[Referring expression data]
^^^^^^^^^^^^^^^^

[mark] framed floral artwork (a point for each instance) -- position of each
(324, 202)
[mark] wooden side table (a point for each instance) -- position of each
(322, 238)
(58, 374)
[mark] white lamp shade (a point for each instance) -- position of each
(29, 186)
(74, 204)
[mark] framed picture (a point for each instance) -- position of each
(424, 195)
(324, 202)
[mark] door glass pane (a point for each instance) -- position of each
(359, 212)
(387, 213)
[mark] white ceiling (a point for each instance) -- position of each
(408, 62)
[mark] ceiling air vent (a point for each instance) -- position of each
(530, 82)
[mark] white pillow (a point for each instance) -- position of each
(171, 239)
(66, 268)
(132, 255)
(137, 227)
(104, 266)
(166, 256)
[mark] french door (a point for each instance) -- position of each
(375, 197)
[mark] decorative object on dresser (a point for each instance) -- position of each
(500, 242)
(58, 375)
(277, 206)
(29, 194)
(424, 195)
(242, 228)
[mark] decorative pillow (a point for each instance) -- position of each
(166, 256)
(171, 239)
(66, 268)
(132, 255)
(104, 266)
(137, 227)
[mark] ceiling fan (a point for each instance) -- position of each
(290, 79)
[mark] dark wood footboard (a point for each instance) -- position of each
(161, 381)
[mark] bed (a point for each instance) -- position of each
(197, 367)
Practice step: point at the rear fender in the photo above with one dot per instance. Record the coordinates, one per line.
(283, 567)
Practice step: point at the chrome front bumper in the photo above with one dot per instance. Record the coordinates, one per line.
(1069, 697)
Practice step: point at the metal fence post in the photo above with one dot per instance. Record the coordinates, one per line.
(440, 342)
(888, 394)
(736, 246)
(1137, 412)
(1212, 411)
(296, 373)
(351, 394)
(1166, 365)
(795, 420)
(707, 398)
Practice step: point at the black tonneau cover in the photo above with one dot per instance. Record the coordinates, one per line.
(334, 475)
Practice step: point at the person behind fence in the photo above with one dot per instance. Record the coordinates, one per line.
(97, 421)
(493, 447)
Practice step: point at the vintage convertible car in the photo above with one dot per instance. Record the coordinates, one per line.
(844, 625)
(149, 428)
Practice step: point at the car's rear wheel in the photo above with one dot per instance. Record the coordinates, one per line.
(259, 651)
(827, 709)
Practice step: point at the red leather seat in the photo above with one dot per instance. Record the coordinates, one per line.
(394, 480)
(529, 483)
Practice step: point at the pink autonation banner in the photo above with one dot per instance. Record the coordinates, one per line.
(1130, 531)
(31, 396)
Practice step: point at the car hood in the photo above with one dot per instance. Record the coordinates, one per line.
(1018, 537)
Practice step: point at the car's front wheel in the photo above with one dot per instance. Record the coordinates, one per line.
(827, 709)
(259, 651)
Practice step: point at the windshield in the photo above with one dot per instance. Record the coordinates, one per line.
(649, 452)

^^^^^^^^^^^^^^^^

WHAT THE TASK ASKS: Repeat the entries above exactly, leaving nothing out.

RESPONSE AREA:
[mark] framed floral artwork (a point for each instance) -- position of each
(324, 202)
[mark] wooden side table (a point for each instance) -- position of each
(322, 238)
(58, 374)
[mark] white lamp shade (a point for each instance) -- position of each
(29, 186)
(74, 204)
[mark] framed picture (a point for each instance) -- position of each
(424, 195)
(324, 202)
[mark] door glass pane (a point for each instance) -- position of each
(359, 212)
(387, 213)
[mark] white ceiling (a point for each instance) -- position of each
(408, 62)
[mark] ceiling air vent (a point for each instance) -- position of each
(530, 82)
[mark] white pillow (a point for each instance) -- position of each
(171, 239)
(66, 268)
(132, 255)
(137, 227)
(104, 266)
(166, 256)
[mark] french door (a point for each instance) -- position of each
(375, 197)
[mark] decorative object on dresser (a point for each instance) -- position of each
(500, 242)
(58, 375)
(277, 206)
(29, 194)
(424, 195)
(242, 228)
[mark] decorative pillow (a point for each instance) -- position of each
(166, 256)
(171, 239)
(66, 268)
(132, 255)
(104, 266)
(137, 227)
[mark] ceiling fan (a point for each instance) -- position of each
(290, 79)
[mark] dark wood footboard (a point for each instance) -- position of each
(161, 381)
[mark] bed (a point for each instance) -- position of each
(197, 367)
Practice step: point at the rear fender in the photo above with one dot per instance. Record the coordinates, one per line.
(283, 567)
Practice step: point at the chrome front bumper in the photo above with one dot per instance. Record the coordinates, one per line.
(1069, 697)
Practice step: point at the metal fence post in the photo above with one dot per instance. Record the coordinates, one per line.
(440, 342)
(888, 394)
(736, 246)
(1137, 412)
(1212, 411)
(296, 373)
(351, 394)
(1166, 365)
(795, 420)
(707, 398)
Practice step: point at the black tonneau cover in the photo above with one dot per instance. Record the coordinates, one per line.
(334, 475)
Practice step: point at the person behind fence in the photo above with one dot per instance. Record the coordinates, one per line.
(97, 421)
(493, 447)
Practice step: point at the vintage convertible car in the photo above with one dot per instance. Record the coordinates, one per line.
(844, 625)
(149, 428)
Practice step: point at the car's rear wheel in the photo above with one dot per instance. Record the coordinates, one per line.
(259, 651)
(827, 709)
Practice step: point at the red leather seat in the photo above with one dot per instance. Record the coordinates, one per line.
(394, 480)
(529, 483)
Practice step: point at the pink autonation banner in the photo above with one dot per instance. Record the coordinates, one per line.
(1130, 531)
(31, 396)
Practice step: point at the car hood in the photo above with one dot per instance. Record the coordinates, one per line.
(1018, 537)
Practice step: point at the car's front wheel in the photo above with one dot per instance. Record the coordinates, one per line.
(827, 709)
(259, 651)
Practice step: point at the windshield in the photo above with one dot per instance. Record the coordinates, one per line.
(649, 452)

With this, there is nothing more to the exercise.